> **Problem to solve**:
Copy out, unchanged, the stretch of rows below from the very first line through the line that contains "xmin=170 ymin=174 xmax=260 ymax=261".

Excerpts from a detection dataset
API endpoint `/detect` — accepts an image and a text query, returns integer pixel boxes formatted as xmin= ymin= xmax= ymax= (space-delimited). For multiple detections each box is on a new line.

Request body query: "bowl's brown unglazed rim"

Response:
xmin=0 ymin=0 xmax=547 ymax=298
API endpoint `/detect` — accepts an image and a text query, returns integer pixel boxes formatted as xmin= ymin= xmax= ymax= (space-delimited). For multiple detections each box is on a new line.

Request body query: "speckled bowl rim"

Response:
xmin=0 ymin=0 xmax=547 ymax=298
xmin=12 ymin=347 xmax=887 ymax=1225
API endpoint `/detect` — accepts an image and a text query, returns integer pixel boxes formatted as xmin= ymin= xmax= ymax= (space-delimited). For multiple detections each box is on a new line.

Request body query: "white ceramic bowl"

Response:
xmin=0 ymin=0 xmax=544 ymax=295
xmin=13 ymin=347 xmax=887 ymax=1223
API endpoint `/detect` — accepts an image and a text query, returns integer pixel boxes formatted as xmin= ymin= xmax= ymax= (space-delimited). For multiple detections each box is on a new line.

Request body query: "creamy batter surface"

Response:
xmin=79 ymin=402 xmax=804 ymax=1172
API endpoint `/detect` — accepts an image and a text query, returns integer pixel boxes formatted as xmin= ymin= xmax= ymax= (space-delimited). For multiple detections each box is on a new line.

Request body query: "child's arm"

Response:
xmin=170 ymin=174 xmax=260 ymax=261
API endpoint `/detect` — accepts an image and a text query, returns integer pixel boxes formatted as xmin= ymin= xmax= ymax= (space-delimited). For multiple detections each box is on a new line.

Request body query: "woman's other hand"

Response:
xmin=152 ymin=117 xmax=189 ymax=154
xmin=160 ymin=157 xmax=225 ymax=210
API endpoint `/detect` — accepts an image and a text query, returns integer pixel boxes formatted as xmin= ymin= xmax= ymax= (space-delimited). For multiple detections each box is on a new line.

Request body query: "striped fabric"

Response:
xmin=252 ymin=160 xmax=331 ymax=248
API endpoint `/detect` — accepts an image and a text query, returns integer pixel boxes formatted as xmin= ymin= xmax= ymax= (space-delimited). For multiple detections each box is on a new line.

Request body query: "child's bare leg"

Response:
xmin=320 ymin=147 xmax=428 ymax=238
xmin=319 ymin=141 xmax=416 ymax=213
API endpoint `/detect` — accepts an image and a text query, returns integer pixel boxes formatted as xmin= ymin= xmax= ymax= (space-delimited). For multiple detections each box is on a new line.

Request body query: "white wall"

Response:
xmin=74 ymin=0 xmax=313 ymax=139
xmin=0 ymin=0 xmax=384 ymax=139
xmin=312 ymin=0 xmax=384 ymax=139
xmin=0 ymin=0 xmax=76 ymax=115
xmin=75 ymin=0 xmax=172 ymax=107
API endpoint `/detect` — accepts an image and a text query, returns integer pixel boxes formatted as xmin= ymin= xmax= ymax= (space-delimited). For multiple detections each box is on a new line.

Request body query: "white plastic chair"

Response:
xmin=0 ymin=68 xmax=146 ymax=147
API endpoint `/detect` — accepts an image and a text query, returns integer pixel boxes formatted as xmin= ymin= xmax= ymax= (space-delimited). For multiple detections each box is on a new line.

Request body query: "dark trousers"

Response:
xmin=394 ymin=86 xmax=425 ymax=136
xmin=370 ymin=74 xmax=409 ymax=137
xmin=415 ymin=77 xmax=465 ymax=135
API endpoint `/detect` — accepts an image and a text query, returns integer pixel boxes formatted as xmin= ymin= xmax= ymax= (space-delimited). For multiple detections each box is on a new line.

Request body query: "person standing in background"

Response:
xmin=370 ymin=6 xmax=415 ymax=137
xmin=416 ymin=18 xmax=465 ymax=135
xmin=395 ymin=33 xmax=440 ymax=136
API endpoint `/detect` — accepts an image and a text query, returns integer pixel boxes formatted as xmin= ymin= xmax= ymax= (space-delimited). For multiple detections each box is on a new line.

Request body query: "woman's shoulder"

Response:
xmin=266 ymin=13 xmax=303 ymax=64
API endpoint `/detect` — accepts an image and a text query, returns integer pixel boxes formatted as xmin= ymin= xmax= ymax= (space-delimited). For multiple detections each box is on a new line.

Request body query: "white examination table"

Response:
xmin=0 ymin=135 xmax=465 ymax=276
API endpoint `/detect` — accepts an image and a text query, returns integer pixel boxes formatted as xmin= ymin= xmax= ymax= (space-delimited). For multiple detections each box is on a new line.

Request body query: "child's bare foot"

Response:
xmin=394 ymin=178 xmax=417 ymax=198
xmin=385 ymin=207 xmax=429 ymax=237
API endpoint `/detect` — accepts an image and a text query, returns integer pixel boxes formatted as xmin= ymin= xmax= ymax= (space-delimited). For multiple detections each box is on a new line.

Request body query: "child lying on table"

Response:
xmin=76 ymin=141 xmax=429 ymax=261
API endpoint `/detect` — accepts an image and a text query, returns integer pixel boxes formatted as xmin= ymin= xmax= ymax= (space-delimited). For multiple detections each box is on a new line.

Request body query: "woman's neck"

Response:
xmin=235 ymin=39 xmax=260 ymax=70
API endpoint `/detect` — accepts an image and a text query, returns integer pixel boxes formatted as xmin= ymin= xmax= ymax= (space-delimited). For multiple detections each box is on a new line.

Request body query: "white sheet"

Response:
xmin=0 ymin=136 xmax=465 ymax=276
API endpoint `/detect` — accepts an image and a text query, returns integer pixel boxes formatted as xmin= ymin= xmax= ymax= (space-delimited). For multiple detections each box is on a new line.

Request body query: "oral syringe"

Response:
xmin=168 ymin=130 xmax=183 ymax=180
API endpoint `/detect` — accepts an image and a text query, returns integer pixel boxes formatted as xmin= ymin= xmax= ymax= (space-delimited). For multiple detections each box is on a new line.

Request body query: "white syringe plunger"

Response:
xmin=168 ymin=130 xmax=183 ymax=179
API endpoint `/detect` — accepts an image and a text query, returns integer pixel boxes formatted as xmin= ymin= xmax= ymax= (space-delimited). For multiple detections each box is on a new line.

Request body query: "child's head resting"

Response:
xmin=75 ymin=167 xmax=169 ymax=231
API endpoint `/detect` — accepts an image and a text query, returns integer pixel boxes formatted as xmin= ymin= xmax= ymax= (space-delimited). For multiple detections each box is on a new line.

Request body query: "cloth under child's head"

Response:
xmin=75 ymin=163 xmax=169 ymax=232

> **Full answer**:
API endpoint `/detect` — accepts an image and a text query, returns integer pixel boxes formatted as xmin= ymin= xmax= ymax= (space-delimited). For multiple detections each box is on a new line.

Request body query: "bowl's brown unglazed rim"

Response:
xmin=0 ymin=0 xmax=547 ymax=298
API endpoint `/detect` — accepts an image and a text query, returns integer pixel boxes formatted as xmin= ymin= xmax= ymax= (space-delimited). For multiple detections each box is on a new line.

Request body query: "speckled bowl rim"

Response:
xmin=0 ymin=0 xmax=547 ymax=298
xmin=12 ymin=347 xmax=887 ymax=1225
API endpoint `/detect` — accepts an image and a text query, returns integer pixel boxes formatted as xmin= ymin= xmax= ymax= (space-delimited). For multiple detections each box is on a new line.

Request body query: "white ceramic bowl"

Response:
xmin=0 ymin=0 xmax=544 ymax=295
xmin=13 ymin=347 xmax=887 ymax=1223
API endpoint `/detect` — accepts an image and a text query, returns integer pixel boxes formatted as xmin= ymin= xmax= ymax= (space-delimited). For multiple detections each box is on a new line.

Request body query: "creamy batter surface"

Response:
xmin=79 ymin=402 xmax=804 ymax=1172
API endpoint `/detect` — accepts an image and a text query, returns integer pixel boxes formatted as xmin= ymin= xmax= ymax= (space-delimited). For multiple detections each box is on a new line.

Request body query: "child's arm"

Response:
xmin=170 ymin=174 xmax=260 ymax=261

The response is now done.